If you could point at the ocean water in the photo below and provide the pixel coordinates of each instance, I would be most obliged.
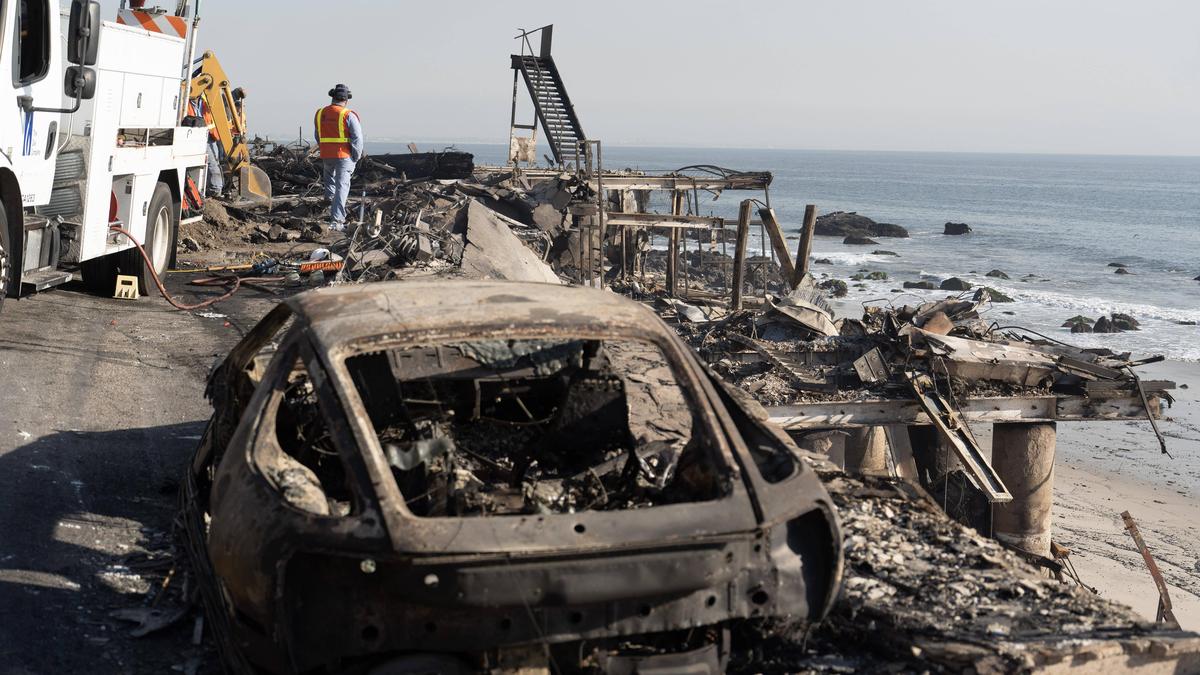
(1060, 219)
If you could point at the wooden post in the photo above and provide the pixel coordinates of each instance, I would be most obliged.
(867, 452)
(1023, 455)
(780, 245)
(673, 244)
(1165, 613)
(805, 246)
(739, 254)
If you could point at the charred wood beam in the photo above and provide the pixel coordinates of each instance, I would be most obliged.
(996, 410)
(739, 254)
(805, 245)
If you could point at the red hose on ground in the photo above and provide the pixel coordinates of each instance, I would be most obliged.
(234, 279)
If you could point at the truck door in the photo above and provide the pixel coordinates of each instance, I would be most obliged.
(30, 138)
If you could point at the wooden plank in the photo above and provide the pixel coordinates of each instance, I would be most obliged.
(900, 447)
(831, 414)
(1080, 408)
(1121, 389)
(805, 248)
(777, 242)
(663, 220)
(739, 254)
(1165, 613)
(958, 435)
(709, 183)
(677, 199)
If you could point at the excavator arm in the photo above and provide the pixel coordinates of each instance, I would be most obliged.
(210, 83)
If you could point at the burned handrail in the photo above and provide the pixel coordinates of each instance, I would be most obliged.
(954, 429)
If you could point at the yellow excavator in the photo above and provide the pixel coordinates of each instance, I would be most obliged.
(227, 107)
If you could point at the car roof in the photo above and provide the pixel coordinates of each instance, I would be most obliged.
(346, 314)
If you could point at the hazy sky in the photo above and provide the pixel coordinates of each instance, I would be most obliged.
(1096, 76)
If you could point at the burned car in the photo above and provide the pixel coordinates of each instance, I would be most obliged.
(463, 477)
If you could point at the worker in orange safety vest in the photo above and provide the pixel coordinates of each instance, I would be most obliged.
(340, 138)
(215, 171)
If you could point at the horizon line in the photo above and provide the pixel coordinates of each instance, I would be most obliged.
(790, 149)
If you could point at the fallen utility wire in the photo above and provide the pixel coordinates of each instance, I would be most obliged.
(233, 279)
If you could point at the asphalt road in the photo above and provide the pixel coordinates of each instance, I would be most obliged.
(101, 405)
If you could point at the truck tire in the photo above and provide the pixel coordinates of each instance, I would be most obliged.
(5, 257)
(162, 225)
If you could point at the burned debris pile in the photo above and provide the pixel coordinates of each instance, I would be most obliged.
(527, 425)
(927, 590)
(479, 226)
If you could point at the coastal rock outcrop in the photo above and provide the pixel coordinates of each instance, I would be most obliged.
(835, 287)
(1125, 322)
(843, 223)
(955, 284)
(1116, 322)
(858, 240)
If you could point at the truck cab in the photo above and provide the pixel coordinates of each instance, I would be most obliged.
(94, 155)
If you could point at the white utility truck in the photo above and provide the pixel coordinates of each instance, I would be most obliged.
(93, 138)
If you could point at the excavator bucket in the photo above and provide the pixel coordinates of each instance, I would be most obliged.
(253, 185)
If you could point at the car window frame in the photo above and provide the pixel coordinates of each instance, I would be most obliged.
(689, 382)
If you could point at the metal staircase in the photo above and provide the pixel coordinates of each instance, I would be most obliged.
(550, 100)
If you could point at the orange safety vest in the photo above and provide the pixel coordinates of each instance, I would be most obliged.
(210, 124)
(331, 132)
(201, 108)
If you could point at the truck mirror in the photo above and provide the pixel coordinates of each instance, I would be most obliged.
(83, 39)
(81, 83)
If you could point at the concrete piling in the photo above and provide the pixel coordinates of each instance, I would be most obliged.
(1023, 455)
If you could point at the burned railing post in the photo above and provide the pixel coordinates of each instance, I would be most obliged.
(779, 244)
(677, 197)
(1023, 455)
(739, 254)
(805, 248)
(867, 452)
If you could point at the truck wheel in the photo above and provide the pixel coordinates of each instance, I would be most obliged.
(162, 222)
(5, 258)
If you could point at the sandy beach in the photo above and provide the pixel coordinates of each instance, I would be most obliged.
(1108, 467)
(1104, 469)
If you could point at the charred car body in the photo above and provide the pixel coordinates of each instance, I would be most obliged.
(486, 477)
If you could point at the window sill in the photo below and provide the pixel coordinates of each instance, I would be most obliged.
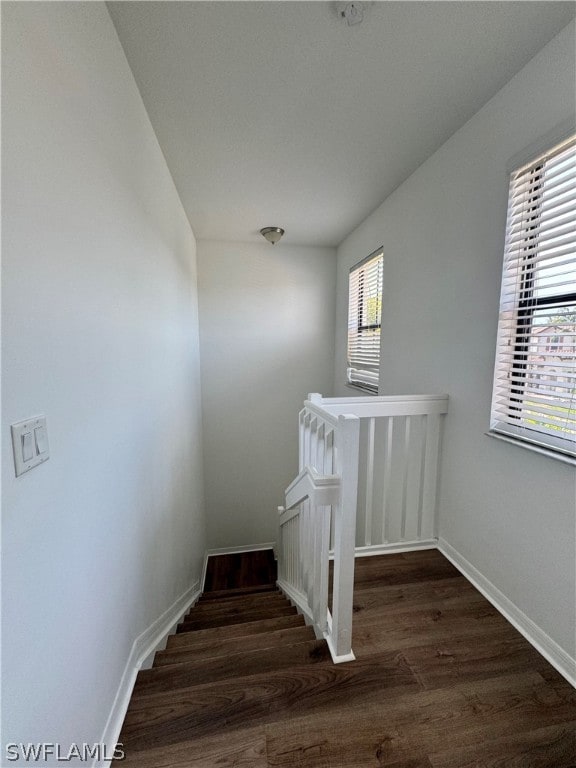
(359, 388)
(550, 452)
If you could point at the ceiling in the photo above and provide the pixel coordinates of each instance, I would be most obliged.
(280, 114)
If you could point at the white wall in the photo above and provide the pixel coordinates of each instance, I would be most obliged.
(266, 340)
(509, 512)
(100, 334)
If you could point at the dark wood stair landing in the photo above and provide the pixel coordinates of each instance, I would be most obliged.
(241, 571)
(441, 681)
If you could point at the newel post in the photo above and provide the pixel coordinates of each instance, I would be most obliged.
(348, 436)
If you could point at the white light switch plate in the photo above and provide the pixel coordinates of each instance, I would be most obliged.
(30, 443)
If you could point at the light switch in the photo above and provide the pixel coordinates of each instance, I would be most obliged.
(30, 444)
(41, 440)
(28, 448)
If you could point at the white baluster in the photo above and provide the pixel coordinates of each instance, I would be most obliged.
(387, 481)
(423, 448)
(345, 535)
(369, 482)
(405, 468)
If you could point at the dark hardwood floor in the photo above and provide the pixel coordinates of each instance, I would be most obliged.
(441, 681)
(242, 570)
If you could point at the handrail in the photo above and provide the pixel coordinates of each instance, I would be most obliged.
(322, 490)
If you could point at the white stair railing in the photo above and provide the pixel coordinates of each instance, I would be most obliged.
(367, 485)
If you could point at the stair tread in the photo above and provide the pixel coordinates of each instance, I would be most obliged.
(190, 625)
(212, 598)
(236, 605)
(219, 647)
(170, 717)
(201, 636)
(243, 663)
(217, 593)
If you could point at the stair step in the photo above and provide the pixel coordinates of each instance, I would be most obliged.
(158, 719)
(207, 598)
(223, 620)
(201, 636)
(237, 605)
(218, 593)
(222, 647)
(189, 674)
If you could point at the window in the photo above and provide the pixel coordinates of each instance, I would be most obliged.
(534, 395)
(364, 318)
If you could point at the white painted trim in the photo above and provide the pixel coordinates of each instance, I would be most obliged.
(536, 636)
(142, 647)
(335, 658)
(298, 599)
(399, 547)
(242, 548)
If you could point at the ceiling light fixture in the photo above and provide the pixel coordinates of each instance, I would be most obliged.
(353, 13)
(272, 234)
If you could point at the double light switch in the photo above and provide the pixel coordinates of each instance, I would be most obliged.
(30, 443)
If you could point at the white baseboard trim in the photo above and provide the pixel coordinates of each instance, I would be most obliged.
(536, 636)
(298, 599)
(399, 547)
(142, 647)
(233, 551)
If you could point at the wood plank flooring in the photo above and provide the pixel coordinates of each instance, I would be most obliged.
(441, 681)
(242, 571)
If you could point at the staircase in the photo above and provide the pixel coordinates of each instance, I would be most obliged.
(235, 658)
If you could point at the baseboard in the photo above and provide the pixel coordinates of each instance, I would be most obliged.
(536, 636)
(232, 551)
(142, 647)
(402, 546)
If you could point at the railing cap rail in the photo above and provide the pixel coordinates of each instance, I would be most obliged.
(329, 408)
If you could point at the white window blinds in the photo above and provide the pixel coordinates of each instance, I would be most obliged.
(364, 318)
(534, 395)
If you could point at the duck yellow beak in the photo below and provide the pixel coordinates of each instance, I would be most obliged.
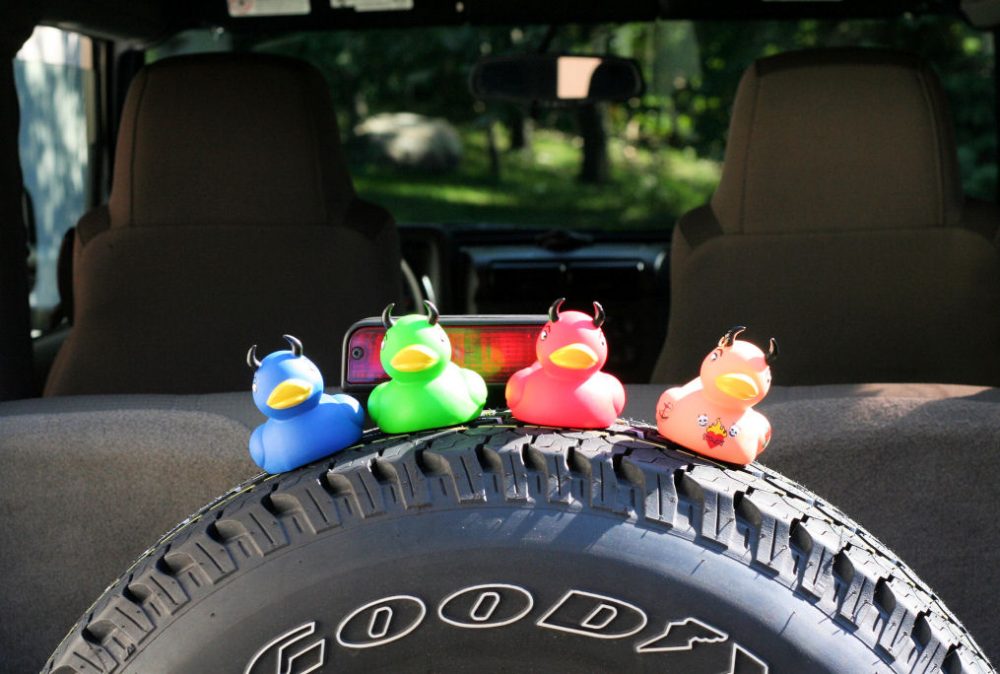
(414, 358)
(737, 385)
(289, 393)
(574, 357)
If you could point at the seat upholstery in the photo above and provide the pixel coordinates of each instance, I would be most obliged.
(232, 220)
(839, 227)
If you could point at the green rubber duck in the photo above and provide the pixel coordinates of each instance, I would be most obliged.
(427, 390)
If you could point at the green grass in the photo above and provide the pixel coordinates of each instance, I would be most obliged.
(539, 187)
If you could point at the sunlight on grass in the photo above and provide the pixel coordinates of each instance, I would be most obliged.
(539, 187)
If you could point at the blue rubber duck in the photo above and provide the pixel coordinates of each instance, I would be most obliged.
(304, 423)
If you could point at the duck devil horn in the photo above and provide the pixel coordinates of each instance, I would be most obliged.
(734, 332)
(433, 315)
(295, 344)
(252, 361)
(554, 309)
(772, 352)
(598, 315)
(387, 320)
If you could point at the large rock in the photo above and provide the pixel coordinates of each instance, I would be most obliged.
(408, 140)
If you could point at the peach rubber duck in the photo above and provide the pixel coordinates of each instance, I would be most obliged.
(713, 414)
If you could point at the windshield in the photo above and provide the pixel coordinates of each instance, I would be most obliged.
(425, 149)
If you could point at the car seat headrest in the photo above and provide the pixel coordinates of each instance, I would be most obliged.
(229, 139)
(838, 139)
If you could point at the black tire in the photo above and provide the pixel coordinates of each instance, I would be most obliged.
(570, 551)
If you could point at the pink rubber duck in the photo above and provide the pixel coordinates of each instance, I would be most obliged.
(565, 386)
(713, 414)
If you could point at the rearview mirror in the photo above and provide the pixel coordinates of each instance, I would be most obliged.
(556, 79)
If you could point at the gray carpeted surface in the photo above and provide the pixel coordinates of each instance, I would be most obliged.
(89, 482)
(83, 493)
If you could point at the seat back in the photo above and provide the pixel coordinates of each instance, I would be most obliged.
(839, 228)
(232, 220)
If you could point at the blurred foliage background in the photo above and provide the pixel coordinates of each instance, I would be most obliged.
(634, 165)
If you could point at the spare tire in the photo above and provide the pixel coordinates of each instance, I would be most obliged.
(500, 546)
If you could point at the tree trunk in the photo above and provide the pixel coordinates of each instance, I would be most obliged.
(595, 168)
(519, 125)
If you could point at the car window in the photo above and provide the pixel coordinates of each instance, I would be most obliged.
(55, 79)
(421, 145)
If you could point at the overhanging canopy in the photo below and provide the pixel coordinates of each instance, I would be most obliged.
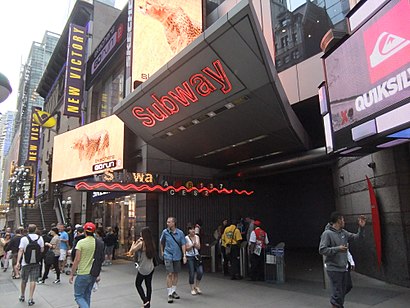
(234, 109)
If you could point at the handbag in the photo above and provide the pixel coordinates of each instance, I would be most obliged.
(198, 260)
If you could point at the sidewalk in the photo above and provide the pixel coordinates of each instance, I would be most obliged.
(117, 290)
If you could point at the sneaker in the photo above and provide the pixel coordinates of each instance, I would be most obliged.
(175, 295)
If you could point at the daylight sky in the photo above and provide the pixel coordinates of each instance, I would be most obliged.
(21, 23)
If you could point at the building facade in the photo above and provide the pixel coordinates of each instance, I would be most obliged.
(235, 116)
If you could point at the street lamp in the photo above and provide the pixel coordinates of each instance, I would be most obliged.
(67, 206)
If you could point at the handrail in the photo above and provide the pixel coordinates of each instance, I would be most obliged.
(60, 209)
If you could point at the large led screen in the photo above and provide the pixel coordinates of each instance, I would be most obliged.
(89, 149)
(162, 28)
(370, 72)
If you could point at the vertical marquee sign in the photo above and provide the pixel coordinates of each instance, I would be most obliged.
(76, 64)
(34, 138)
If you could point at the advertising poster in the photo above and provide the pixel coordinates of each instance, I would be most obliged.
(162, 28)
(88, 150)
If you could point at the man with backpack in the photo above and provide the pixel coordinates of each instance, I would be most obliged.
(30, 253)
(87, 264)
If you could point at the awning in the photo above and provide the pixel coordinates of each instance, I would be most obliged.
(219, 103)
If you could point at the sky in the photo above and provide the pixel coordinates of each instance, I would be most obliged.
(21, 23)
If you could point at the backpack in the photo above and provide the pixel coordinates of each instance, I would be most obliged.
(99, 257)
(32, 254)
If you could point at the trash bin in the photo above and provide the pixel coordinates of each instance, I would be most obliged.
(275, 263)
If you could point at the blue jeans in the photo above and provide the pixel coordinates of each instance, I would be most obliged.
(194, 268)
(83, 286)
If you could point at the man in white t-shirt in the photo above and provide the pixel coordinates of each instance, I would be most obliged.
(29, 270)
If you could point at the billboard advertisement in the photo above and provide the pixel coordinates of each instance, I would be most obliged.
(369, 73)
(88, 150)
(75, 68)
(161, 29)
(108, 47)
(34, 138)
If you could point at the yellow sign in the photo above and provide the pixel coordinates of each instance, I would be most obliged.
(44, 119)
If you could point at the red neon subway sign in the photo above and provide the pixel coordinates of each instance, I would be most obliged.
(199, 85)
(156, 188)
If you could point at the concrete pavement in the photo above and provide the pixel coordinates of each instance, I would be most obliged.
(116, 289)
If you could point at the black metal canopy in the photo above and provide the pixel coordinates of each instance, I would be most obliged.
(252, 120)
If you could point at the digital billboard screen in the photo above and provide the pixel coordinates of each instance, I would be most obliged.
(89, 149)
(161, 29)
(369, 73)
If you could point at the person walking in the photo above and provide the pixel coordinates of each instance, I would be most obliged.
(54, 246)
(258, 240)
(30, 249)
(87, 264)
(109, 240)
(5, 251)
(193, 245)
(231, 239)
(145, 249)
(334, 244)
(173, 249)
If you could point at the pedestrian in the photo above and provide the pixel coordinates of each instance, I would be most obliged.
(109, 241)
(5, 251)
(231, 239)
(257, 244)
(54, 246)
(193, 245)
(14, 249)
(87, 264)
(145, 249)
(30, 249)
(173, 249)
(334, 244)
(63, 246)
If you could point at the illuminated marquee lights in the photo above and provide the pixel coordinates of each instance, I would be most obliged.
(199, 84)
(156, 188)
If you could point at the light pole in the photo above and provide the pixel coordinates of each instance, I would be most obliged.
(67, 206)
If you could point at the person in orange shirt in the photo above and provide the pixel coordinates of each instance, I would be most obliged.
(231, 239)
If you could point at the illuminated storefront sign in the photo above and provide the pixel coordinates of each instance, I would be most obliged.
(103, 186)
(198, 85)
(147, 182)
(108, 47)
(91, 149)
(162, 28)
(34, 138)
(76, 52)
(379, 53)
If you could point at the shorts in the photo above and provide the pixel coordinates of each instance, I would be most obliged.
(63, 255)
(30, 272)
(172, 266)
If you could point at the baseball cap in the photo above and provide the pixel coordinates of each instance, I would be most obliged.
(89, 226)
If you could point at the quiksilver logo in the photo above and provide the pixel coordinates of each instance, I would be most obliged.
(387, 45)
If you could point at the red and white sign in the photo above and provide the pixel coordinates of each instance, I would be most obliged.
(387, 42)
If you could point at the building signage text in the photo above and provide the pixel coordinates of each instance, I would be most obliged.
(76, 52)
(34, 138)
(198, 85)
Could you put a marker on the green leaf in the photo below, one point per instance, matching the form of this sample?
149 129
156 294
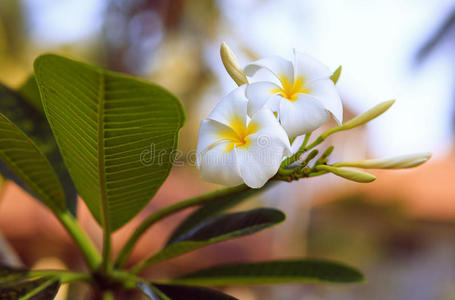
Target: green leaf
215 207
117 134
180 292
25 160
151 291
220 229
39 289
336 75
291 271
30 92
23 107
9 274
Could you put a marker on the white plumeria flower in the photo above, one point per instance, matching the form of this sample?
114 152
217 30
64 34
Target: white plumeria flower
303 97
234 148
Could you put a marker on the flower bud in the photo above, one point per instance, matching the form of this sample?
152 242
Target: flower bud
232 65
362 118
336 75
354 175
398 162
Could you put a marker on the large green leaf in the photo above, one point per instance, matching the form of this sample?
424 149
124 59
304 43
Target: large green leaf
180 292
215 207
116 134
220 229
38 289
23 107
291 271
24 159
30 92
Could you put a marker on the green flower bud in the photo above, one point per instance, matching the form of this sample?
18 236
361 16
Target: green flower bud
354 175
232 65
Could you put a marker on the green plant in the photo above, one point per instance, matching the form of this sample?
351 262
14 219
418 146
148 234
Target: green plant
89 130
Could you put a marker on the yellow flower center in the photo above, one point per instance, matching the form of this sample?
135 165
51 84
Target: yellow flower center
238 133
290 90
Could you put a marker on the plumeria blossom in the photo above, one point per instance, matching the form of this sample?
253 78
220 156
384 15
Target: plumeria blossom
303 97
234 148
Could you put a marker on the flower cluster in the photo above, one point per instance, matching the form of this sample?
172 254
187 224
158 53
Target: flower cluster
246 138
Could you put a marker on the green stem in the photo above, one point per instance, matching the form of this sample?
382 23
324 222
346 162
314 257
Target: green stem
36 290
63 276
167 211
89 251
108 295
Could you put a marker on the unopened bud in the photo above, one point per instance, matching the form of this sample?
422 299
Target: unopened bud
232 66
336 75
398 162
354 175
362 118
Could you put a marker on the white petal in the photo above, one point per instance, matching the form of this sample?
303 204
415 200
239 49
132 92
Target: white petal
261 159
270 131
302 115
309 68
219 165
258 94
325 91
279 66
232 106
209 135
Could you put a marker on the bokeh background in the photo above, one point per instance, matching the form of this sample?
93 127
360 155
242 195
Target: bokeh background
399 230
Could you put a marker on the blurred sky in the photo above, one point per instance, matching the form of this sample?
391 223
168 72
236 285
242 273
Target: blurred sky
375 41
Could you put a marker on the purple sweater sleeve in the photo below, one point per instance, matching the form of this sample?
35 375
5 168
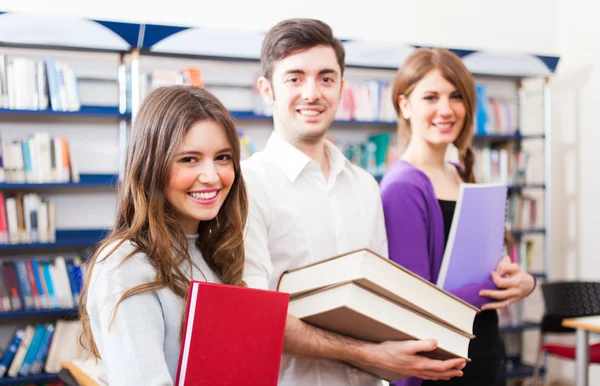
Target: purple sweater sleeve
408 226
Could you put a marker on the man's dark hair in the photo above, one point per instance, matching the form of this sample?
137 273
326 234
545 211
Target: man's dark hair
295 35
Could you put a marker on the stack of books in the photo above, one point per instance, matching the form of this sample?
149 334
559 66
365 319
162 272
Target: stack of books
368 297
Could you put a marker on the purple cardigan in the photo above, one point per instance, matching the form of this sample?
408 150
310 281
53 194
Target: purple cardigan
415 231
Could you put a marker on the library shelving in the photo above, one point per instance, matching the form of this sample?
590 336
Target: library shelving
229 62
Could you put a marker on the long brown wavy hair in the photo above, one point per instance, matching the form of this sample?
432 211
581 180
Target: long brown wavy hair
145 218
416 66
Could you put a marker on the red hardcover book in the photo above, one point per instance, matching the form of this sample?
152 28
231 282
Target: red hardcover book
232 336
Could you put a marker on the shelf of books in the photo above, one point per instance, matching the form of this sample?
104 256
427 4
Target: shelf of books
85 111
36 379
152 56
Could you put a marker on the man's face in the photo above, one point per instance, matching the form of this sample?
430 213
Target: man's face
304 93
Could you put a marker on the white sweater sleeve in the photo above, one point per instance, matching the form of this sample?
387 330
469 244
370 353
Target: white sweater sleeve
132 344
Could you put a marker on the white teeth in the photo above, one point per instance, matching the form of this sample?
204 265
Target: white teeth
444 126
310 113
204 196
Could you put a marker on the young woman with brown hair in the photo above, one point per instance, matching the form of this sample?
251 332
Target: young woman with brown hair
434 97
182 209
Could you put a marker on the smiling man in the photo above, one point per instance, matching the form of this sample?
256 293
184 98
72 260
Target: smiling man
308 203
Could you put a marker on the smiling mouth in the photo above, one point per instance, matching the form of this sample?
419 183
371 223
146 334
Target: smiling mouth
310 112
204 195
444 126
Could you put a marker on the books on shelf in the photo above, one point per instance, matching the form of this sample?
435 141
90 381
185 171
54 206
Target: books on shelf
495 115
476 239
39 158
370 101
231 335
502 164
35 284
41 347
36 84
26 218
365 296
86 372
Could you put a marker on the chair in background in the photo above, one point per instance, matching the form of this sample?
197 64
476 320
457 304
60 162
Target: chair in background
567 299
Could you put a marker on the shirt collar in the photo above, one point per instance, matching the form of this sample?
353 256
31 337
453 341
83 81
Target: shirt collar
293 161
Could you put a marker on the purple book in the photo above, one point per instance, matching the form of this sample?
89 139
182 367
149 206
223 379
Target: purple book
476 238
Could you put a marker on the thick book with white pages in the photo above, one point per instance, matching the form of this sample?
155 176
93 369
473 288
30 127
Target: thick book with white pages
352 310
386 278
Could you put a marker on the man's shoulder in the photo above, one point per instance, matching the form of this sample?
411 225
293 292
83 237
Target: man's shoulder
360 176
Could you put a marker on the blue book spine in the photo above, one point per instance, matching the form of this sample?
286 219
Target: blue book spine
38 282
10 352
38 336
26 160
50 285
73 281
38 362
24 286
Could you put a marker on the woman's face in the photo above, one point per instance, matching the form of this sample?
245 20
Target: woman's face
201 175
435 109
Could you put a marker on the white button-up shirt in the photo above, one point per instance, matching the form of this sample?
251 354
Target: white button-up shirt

:::

:: TASK INSTRUCTIONS ::
Repeat exactly the lines above, starting with the line that contains "Could you put a marker on the chair" and ending with the last line, both included, and nothing else.

:: EXERCISE RESULT ::
Could you put a marker on the chair in background in the photo above, one point per instance, matching the form of this sample?
197 64
476 320
457 304
60 162
Target: chair in background
567 299
Could you put a marker on the shirt collar in the photo above, one point per instance, matching the form of this sample?
353 256
31 337
453 341
83 81
Target: shirt collar
293 161
Could you put a marker on the purple book in the photo above, one point per instance, matching the form of this sample?
89 139
182 367
149 206
223 379
Target: purple book
476 238
Could you put a marker on the thick book with white pages in the photo above, one point per instance, matching the form of this sample?
155 176
93 369
473 288
30 127
Target: thick book with white pages
352 310
386 278
Could you put a marker on the man's shoulder in the photo above, one point per instance, matching the form of this sample?
411 225
293 292
83 237
Target: man's shoulder
360 176
Could you put a marker on the blue book spine in the photo above, one point per instance, matching the form of this sample?
286 219
Target: blue book spine
38 282
10 352
38 336
26 160
50 285
73 281
38 362
24 286
Could you put a marker on the woman's face in the photo above, one point per instance, matching the form of this sample?
245 20
Target: woman's face
201 175
435 109
Could you put a marker on the white button-up shirt in the photo above, one point per instance, matching the form of this sample?
251 354
Target: white button-up shirt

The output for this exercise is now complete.